● Problem to solve
Gather every line of the items below that contains the string "light" and copy each one out. Case counts.

● Extracted material
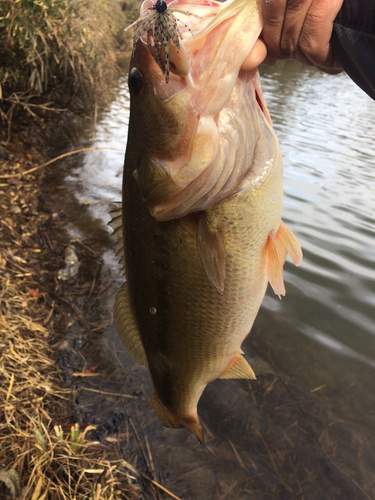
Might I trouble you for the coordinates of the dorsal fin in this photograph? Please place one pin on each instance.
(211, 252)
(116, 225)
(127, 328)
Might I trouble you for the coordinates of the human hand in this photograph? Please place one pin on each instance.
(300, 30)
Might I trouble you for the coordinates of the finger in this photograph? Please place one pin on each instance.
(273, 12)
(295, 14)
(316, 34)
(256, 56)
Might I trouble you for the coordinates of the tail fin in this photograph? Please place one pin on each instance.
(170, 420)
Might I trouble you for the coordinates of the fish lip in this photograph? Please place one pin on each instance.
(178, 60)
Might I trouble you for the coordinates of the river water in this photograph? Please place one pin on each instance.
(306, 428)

...

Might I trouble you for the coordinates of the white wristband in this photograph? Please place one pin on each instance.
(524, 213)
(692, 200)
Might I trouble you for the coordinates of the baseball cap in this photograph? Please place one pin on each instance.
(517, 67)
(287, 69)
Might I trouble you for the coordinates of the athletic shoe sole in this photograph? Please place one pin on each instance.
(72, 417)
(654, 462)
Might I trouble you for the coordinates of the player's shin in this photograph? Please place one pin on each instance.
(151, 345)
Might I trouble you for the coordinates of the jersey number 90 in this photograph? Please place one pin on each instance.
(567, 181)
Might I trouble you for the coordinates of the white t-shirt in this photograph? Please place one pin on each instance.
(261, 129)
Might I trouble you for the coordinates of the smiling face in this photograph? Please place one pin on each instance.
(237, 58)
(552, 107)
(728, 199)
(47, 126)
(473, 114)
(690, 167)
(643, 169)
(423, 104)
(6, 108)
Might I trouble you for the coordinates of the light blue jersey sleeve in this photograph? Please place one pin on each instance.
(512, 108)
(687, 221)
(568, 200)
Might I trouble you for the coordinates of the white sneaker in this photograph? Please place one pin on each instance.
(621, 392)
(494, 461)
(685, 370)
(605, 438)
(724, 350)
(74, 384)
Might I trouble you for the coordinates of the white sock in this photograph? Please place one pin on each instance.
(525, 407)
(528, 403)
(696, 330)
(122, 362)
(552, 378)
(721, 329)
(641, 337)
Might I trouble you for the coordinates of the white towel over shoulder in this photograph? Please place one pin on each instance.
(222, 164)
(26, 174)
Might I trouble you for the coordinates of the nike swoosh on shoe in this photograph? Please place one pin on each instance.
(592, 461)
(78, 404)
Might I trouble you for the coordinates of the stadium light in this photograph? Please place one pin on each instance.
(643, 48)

● Exercise answer
Might I trouble you for the coordinates of the light blue jersey sleeve in this photograph? Please place one pin on each instance.
Might I trouble you for the coordinates of the stadium light in this photograph? Please place one pin on each instance.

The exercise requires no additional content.